» EXERCISE BRIEF
The records below are to be written out exactly, with every picture omitted.

» GIVEN RECORDS
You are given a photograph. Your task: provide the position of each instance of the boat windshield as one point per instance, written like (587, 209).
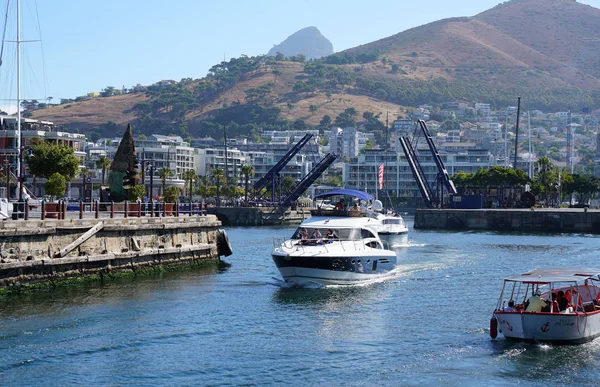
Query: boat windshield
(343, 233)
(392, 221)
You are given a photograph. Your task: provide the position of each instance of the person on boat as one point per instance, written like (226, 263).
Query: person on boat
(317, 235)
(563, 302)
(304, 236)
(535, 303)
(510, 307)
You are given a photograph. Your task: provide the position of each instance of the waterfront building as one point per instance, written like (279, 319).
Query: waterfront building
(360, 172)
(33, 131)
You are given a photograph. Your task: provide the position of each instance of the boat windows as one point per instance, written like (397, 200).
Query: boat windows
(367, 234)
(342, 234)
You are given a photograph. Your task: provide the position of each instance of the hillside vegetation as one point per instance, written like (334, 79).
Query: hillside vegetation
(546, 51)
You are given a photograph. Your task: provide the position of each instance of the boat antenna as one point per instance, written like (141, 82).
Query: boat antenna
(18, 134)
(517, 131)
(4, 32)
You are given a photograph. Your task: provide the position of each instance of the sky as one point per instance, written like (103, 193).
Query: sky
(87, 45)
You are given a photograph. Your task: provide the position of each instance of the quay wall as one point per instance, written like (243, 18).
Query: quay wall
(36, 251)
(527, 220)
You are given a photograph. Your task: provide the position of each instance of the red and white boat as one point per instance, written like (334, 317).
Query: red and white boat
(576, 321)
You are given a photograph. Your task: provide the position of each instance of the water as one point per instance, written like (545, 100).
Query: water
(237, 325)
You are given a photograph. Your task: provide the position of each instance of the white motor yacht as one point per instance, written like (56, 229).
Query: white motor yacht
(334, 247)
(553, 305)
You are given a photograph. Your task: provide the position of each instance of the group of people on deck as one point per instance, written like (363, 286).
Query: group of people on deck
(316, 237)
(341, 206)
(561, 303)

» REPLY
You are given a photograph. Your task: provide the position of each instance of the boat windshield as one point per instance, written like (587, 209).
Query: boat windshield
(343, 233)
(392, 221)
You are given a photograph. Your task: provide the position of each instance of the person on boat as one point per instance, written like (226, 263).
Query: person on boat
(317, 235)
(563, 302)
(304, 236)
(535, 303)
(510, 307)
You are given a photograph. Your task: provide the position of each instance of the waterfront building as one point per instance, written like (279, 319).
Query: waterfront building
(360, 172)
(33, 131)
You are given a photograph. Your task: provide the position of each instance of the boat windows as one point per instance, written like (397, 200).
Query: boat windows
(367, 234)
(342, 234)
You are given a photograph. Your task: provide the position of each instance of the hillside vegetation as one point per instance, written like (334, 79).
Query: hillside vegetation
(546, 51)
You are given a photograph. Your task: provide the position of each instance of the boat antenna as one point per instance, written like (141, 82).
Query: boat antenna
(18, 134)
(517, 131)
(4, 32)
You are given a photograph. Your task: provide the position of each instance of the sky as one point per instance, written like (103, 193).
Query: sky
(87, 45)
You are given a photograph. Your task: provide the position of each instance of the quay wall as one point per instance, written like (243, 18).
Query: quay wall
(36, 251)
(527, 220)
You are given a photograph. Your task: provide the position of each instance of the red and white boat as one point per instance, written like (334, 317).
Query: red and white boat
(576, 321)
You are given a photograph. Your task: provide the position of each instance of the water as one point per instance, written like (545, 100).
Query: water
(237, 325)
You are given a photograph. Your task: provide the position of each instance of the white motor yacht as one point per instance, written like (56, 229).
Query: white motor yacht
(334, 247)
(553, 305)
You are given a photograph. Your task: provide the position of each instance of the group of people on deck as one point per instance, written like (363, 286).
Query: group of people on deck
(316, 237)
(341, 206)
(561, 303)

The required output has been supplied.